COVID-19 and the Animal Welfare Sector
Charities are currently playing a vital role in supporting society through this unprecedented crisis and animal welfare organisations are no exception. The Association of Dogs and Cats Homes (ADCH), a membership organisation which promotes best practice for dog and cat rescue organisations, plays an important role in supporting the wider animal welfare sector to respond to the current challenge. Whatever the external context of the outbreak, the work of animal rescues must continue – the animals still need our care.
Many smaller animal rescue organisations are currently facing an extremely uncertain future. In April, ADCH conducted a survey of its members, which consists of over 150 rescues both large and small drawn from across eight different jurisdictions in the British Isles. The survey revealed that 87% of rescues were required to stop rehoming animals and 71% have closed their shelters to the public. Furthermore, 55% of respondents have reported a drop in income of over 50%.
ADCH is working on a variety of fronts to support its members and the wider animal welfare sector. It has set up an Emergency Fund to support the smallest charities, which exist without the reserves and fundraising capacity of their larger colleagues. It is also co-ordinating the donation and distribution of supplies; developing a series of forums and mechanisms for members to be able to come together to share support, advice and guidance with each other; and has compiled and distributed operational guidance backed by Government. However, it is only able to do this because of the spirit of co-operation and mutual understanding that exists across its membership.
This document provides further information on how COVID-19 has impacted the animal welfare sector, as set out by ADCH members in response to the survey, and the steps ADCH is taking to respond to the crisis including an outline of how the Government can help.
ADCH represents 150 member organisations in eight jurisdictions in the United Kingdom and the Republic of Ireland (England, Guernsey, Isle of Man, Jersey, Northern Ireland, Republic of Ireland, Scotland, Wales). To assess the impact of Coronavirus on the rescue sector, the Association conducted a survey of all its members running between 7-10 April 2020 and chased reminders 15-20 April.
The aim of the survey was to identify the concerns and practical issues felt by the sector, and help the governments and administrations in each of the eight jurisdictions assess the impact of COVID-19 on the operations, funding and sustainability of animal rescue charities d. Responses were obtained from 134 members (89% of all members) across all eight jurisdictions in which ADCH operates.
The findings clearly show that COVID-19 poses a huge threat to the sustainability of the UK and Ireland’s dog and cat rescue sector. The disease has impacted on 95% of ADCH members. Whilst the outbreak has yet to adversely impact the behaviour of the dog and cat- owning population and, indeed, seems to be encouraging more interest in owning or fostering a dog or cat, there are concerns that fundraising for the sector has almost completely ceased and the short term financial sustainability of many rescues is in doubt.
The full survey report is attached to this email. A summary of the key findings is below. This is the only significant research undertaking on the impact of Covid-19 on the animal rescue sector since the outbreak began:
The main findings are:
● 95% of rescues report an impact from Coronavirus on their work or ability to operate with only 5% reporting no impact.

__________

Task set
[1] According to the text on COVID-19 and the animal welfare sector, why has ADCH directed its Emergency Fund to the smallest charities? Answer in one to three sentences.
[2] Write a continuation of the text on COVID-19 and the animal welfare sector, starting after its final sentence.
The lines that follow are separate material and have no connection to the text on COVID-19 and the animal welfare sector.

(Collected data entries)
__________

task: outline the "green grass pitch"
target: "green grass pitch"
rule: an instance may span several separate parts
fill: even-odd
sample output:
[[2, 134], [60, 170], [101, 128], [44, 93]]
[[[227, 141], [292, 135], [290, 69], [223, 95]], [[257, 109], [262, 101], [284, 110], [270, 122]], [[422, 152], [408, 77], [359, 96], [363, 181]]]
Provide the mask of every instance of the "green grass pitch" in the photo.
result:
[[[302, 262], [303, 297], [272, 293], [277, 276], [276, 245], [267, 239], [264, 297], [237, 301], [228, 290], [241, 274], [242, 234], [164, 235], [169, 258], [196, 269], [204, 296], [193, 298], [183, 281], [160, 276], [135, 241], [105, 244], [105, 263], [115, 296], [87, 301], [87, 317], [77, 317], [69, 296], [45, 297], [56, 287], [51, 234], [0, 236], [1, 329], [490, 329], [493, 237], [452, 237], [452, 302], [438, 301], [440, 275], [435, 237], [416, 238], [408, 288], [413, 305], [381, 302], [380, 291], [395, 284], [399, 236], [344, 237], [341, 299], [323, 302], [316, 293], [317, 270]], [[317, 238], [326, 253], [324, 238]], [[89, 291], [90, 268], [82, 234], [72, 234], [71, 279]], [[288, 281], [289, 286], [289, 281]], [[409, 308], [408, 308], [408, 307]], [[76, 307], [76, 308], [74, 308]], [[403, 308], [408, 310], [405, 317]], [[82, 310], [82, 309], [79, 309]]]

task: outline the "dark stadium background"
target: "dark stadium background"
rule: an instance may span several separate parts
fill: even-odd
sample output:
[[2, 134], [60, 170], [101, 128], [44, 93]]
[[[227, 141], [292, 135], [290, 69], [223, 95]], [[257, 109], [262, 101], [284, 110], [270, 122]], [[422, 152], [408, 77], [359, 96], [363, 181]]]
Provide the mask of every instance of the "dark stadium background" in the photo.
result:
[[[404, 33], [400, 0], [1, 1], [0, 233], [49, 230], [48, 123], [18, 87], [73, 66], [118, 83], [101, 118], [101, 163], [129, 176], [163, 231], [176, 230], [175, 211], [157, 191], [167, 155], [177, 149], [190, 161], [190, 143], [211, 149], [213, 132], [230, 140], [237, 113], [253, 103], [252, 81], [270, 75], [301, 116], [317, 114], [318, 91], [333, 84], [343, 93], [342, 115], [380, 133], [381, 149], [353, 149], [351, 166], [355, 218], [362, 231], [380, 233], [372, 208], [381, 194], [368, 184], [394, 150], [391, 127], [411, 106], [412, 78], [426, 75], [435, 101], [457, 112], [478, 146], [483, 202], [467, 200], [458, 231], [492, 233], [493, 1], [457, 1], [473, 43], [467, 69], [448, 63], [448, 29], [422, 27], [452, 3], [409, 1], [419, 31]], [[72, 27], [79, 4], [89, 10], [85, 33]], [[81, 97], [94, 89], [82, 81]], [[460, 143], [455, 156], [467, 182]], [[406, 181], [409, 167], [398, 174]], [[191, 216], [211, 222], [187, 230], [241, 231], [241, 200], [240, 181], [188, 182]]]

__________

Task answers
[1] ADCH set up the Emergency Fund to support the smallest charities because they exist without the reserves and fundraising capacity of their larger colleagues.

[2]
● Over 90% of rescues have to date taken contingency measures to deal with Coronavirus
● 87% of rescues have stopped rehoming animals and 71% have closed their shelters to the public
● 54% of all rescues have stopped taking in animals, 46% of rescues still taking in animals
● Numbers of dogs and cats will continue to rise amongst rescues as dogs and cats continue to be accepted but rehoming has only just restarted. This increases costs on the rescue organisations.
● All 134 rescues which responded to the survey report restrictions have had a negative impact on fundraising:
○ 55% report a drop in income of over 50%
○ 20% a drop of income between 20% and 50%
● 57% of members have closed their shops and 100% have cancelled fundraising events
● 32% of rescues have reduced staffing levels under the Governments’ furlough schemes
● 85% of rescues have seen a reduction in volunteers
● Only 52% of members have funds that will ensure they can continue to operate for over three months. 32% had less than three months funds, 5% less than a month and 13% reported they did not know how long their funds would last.
● 20% of rescues have applied for grants but some are being penalized by having three months reserves in place, widely seen as a minimum level for a charity
● Access to neutering and microchipping has been severely reduced: 80% of rescues reporting reduced access to non-essential veterinary treatments such as neutering and microchipping
● 48% of report reduced access to essential veterinary treatments
● An increase in illegal non microchipped dogs seems inevitable
● 17% of rescues report more cats are being abandoned. This may be already the first signs of the impact of a reduction in cat neutering. A rise in the cat population due to reduced neutering is highly likely
● Impact on dogs more limited than anticipated. Only 15% of rescue organisations report an increase in dogs being abandoned with more 17%, reporting fewer dogs being abandoned than normal. 16% of members report taking in fewer stray dogs
● Only a quarter of members report that more people wish to hand over their dogs.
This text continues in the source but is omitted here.